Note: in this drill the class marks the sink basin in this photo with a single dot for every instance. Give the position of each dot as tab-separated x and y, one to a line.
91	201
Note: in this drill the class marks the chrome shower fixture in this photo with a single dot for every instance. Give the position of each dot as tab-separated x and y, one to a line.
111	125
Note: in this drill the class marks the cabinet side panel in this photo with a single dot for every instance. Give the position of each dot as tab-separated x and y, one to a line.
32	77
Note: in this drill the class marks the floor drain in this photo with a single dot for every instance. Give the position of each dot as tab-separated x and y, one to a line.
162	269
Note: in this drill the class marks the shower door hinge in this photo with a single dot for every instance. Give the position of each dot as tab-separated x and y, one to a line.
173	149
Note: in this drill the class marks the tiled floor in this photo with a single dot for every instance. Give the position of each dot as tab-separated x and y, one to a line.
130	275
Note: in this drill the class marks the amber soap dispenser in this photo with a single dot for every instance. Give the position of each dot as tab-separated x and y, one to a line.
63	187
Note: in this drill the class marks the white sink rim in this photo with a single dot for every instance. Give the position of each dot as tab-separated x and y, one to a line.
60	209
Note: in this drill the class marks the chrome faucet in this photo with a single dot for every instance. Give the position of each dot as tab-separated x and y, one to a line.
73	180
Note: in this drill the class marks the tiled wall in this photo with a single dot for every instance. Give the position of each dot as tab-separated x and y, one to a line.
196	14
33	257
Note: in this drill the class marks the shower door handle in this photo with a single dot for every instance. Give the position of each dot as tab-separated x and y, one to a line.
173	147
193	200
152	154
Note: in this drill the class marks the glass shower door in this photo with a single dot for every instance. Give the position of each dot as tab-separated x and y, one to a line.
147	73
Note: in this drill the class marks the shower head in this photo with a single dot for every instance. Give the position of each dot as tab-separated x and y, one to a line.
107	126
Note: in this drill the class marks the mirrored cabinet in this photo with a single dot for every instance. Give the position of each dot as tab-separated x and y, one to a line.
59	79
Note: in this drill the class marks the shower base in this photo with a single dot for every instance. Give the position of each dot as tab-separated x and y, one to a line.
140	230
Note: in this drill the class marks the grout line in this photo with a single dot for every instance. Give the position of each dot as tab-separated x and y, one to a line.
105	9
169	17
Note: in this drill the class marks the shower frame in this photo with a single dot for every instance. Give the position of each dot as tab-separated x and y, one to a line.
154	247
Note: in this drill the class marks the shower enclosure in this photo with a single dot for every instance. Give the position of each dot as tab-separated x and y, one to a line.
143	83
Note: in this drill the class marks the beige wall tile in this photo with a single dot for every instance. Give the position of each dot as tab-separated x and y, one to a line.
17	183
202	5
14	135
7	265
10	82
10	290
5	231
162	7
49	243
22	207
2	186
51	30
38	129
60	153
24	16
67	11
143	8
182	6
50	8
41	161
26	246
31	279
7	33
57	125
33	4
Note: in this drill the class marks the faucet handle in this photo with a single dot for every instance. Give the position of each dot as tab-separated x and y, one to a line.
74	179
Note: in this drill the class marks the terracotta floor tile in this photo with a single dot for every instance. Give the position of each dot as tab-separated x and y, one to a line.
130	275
★ ★ ★ ★
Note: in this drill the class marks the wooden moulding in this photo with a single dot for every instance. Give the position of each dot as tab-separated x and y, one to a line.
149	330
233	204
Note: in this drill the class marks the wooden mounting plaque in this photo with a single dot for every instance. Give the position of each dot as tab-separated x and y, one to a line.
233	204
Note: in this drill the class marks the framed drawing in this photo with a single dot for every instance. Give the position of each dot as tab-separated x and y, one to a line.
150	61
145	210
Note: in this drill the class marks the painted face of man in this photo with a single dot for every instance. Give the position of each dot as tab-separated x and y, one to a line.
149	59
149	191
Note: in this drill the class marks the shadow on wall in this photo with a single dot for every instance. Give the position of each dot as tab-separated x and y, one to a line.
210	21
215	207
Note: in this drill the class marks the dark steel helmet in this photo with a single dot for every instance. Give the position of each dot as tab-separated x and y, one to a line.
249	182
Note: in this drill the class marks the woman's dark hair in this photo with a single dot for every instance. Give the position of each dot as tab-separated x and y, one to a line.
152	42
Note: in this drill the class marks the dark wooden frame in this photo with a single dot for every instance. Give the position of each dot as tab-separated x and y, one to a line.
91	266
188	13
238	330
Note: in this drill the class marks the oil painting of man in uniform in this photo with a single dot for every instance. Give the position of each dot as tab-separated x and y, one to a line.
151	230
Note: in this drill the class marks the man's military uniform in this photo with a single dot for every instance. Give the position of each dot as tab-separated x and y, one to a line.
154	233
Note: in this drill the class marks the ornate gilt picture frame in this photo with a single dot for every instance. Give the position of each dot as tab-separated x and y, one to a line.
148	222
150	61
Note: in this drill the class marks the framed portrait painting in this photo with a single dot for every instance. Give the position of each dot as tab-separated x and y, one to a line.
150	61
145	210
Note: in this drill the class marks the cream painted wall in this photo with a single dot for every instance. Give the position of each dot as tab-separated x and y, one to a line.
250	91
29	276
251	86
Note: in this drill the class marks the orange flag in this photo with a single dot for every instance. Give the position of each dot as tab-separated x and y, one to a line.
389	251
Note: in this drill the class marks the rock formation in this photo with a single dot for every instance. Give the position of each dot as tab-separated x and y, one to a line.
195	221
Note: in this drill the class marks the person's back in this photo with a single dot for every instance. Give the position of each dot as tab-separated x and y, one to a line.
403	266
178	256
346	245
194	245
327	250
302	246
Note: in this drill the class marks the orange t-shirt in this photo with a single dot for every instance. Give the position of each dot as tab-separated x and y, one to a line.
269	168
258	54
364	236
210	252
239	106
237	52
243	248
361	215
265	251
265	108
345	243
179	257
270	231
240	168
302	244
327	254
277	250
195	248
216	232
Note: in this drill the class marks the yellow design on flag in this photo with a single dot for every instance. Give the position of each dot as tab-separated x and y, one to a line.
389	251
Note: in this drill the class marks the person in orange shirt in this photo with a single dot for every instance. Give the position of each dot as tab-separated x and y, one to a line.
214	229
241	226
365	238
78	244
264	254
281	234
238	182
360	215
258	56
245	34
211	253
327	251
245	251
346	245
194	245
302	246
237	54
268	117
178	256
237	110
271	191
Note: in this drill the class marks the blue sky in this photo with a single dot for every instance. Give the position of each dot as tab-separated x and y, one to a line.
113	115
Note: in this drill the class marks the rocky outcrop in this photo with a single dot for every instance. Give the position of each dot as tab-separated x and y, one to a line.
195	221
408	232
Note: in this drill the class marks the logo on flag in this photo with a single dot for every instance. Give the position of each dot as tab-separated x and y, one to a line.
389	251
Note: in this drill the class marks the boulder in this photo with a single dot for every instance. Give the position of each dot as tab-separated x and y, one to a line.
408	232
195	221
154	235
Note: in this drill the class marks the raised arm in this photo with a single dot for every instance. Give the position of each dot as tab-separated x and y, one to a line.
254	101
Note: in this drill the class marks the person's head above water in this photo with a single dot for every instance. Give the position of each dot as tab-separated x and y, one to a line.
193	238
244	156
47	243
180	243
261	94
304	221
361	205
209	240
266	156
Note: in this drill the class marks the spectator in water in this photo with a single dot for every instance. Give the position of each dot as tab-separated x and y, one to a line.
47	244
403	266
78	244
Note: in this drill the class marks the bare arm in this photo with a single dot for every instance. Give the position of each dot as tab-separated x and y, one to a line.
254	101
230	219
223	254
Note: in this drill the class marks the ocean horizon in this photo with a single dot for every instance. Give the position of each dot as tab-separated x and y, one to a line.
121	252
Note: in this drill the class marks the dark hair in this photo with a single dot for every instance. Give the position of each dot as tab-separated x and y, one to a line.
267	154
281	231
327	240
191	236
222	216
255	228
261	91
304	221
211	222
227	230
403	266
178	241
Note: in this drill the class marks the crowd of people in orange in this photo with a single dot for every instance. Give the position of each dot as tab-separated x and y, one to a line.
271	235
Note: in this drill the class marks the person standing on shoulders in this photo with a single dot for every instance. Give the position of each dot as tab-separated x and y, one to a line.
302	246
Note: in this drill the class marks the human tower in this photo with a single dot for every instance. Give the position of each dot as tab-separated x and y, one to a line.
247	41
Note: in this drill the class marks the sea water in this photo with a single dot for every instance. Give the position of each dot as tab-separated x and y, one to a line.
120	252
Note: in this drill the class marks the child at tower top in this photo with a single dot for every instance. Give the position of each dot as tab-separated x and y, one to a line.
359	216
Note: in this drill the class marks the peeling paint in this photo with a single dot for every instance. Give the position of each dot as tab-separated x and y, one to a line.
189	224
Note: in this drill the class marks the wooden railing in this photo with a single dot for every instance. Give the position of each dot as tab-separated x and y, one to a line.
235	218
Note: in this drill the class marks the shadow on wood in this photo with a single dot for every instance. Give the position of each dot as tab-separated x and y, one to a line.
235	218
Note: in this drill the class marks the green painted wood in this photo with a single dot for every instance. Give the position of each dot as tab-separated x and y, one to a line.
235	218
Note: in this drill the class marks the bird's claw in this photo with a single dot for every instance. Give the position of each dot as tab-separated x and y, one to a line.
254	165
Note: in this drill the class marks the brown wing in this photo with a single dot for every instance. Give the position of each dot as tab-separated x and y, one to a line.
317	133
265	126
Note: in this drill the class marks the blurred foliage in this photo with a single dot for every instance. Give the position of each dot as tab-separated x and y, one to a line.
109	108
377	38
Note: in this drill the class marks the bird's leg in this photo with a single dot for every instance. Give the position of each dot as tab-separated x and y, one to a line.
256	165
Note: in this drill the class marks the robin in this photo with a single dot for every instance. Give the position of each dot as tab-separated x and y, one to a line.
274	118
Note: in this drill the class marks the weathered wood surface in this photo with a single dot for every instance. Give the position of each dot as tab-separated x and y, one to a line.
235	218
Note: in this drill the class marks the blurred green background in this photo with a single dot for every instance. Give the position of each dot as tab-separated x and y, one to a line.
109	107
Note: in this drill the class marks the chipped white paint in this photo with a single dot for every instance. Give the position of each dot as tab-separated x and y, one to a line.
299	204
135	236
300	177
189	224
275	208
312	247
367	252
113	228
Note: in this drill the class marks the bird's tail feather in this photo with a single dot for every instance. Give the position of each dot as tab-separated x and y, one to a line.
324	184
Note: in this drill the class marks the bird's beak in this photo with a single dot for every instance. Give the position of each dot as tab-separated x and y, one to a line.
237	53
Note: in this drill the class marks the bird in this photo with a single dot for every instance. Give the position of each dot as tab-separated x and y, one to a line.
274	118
★ ★ ★ ★
Work to be completed = Locate each row above that contains the word "water" and copy those rows in full.

Task answer =
Note: in this drill the class marks the person's head above water in this photo with a single dot for every instance. Give the position of each dot as tab-separated x and y, one to a line.
Note: in this drill the class marks the spectator in water in this photo with a single dot for every instance. Give the position of each dot as tab-separated x and y, one to a line.
Note: in this drill the class marks the sea water in this photo with a single dot for every instance. Give the position of each dot as tab-separated x and y, one to a line.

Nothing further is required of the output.